Records from a data collection:
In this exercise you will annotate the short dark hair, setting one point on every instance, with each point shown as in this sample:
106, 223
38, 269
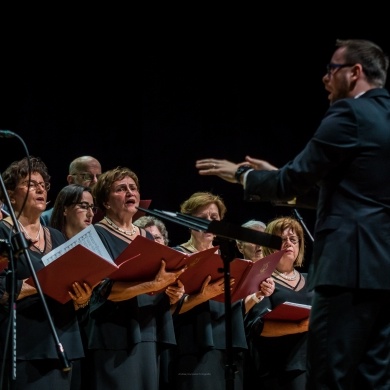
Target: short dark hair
374, 61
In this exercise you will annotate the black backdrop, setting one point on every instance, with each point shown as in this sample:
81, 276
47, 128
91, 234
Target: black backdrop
157, 100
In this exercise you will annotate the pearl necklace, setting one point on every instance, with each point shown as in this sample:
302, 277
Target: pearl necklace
127, 232
33, 241
282, 275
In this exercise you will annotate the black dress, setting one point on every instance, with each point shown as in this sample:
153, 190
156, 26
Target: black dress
276, 362
126, 338
199, 360
37, 363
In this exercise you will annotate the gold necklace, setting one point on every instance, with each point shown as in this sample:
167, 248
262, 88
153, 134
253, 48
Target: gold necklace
127, 232
282, 275
33, 241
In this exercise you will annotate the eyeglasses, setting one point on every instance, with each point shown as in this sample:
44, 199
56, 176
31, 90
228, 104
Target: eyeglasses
330, 67
85, 206
158, 238
85, 176
34, 185
293, 239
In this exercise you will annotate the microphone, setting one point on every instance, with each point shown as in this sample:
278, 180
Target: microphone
7, 134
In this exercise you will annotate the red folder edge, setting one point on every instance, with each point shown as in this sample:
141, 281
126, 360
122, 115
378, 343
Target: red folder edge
79, 264
248, 275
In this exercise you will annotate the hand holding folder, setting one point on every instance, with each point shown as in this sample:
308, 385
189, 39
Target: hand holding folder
83, 259
248, 275
289, 311
141, 260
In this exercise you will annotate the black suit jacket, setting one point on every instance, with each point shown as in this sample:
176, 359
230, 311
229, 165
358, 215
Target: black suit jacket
348, 159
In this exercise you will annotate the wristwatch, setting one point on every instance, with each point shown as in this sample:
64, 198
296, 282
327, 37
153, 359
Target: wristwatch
240, 171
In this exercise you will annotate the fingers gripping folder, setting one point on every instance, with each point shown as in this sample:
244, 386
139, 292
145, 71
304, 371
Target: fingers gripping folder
219, 228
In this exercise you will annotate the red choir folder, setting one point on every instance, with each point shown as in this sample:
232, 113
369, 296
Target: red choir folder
78, 264
289, 311
197, 271
248, 275
141, 260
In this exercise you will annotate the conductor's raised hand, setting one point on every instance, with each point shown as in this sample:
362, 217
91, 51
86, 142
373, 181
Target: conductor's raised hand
223, 168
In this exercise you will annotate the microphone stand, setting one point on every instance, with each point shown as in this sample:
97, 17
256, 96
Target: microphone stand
224, 230
17, 246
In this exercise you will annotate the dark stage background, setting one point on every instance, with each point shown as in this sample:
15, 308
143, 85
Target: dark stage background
156, 102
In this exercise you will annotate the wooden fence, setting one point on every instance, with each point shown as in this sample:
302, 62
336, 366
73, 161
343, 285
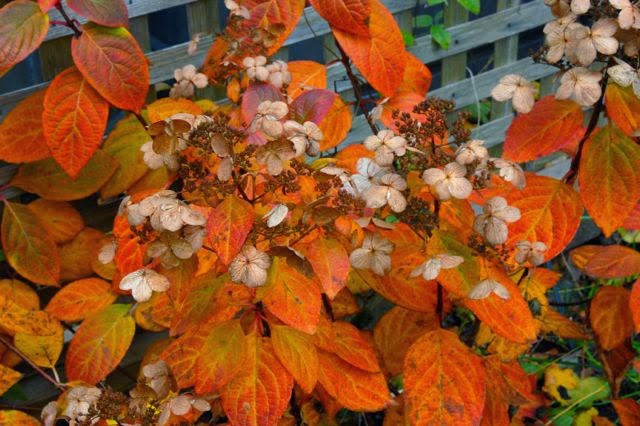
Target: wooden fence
501, 29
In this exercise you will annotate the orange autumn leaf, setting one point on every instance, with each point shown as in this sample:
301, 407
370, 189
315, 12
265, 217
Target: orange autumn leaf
15, 417
80, 299
23, 26
61, 219
112, 61
74, 120
47, 179
355, 389
21, 135
396, 331
28, 247
166, 107
623, 107
99, 344
550, 126
8, 378
260, 394
336, 124
380, 56
223, 356
228, 226
610, 316
444, 381
351, 16
608, 177
330, 262
614, 261
291, 296
306, 75
110, 14
298, 355
550, 212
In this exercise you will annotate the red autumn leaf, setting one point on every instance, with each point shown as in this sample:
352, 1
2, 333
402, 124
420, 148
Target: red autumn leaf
260, 394
444, 381
352, 388
550, 126
47, 179
61, 219
330, 262
28, 247
336, 124
223, 356
312, 105
381, 56
110, 13
296, 352
396, 331
74, 120
628, 411
112, 61
306, 75
610, 316
613, 261
634, 304
550, 212
623, 107
509, 318
608, 177
350, 16
21, 135
80, 299
229, 224
23, 26
99, 344
291, 296
181, 357
354, 348
255, 94
633, 221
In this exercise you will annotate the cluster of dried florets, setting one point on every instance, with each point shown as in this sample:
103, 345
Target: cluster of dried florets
586, 40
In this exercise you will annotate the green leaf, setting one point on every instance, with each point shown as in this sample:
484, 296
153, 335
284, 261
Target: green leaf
472, 6
441, 36
424, 21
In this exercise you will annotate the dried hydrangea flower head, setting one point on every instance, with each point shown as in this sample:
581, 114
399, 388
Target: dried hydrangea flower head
430, 269
492, 222
511, 172
629, 16
484, 288
158, 377
143, 283
256, 68
450, 182
305, 137
373, 255
472, 151
268, 116
181, 405
80, 400
581, 85
279, 74
187, 80
388, 190
249, 267
530, 252
386, 146
518, 89
585, 43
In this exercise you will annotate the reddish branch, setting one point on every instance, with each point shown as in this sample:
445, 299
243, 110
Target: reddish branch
25, 358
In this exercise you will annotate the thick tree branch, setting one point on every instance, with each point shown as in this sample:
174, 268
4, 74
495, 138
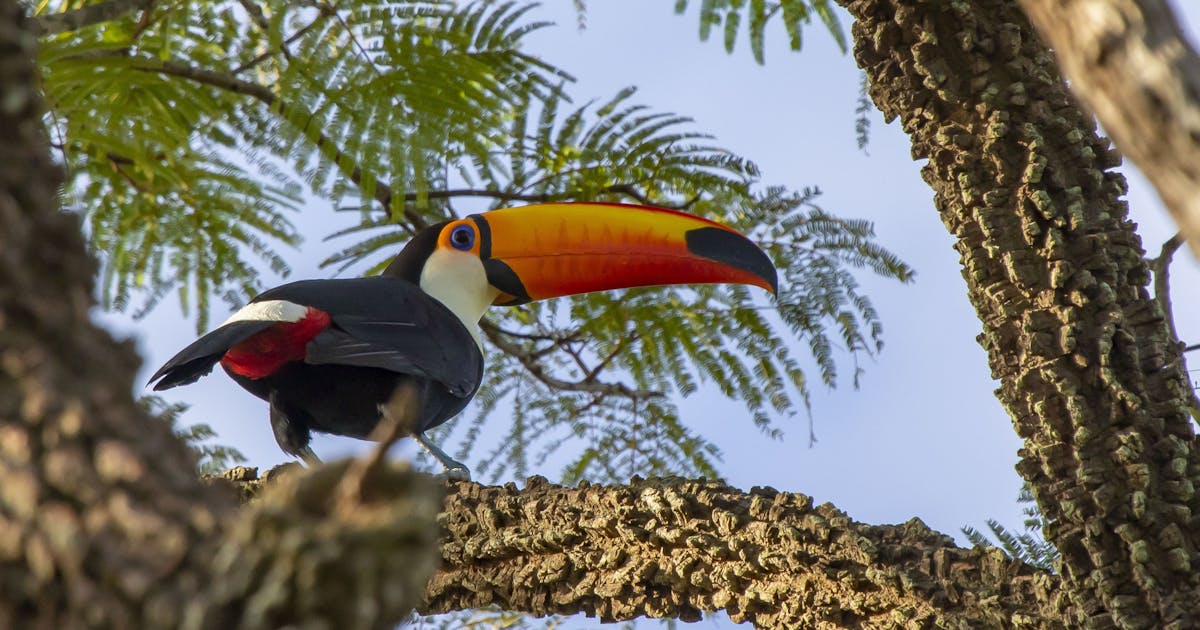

§ **OBJECTIVE**
Add 28 to each coordinate in the answer points, going from the line with "In this exercise you will annotate the green" through the end of the records. Write out all of those lines again, including the requests, and leave out the pictures.

§ **RESPONSE FOR THIS EXERCISE**
In this exercise you will annotate the green leaf, setting one point on every instance, with each point shown as in this sample:
484, 296
153, 335
284, 261
Target: green leaf
500, 34
469, 64
452, 49
In this exercise you will annotate the dried hydrangea flower head, setting one point on every instance, with each point shown as in this sample:
581, 114
399, 388
Target: dried hydrangea flower head
458, 297
520, 250
539, 200
657, 44
512, 316
186, 405
171, 311
284, 96
478, 210
333, 165
401, 283
500, 179
296, 144
209, 433
108, 428
609, 113
307, 102
215, 108
416, 218
277, 295
558, 280
414, 174
546, 117
613, 71
In this exercise you will annotate the reddish branch, setting one point on every instance, with each point shown as in this sample:
445, 299
243, 110
Target: reddish branch
53, 386
In this exercise you will annotate the thick tree branch, setting one point on every instance, with each point shown as in this sample:
174, 268
4, 74
495, 138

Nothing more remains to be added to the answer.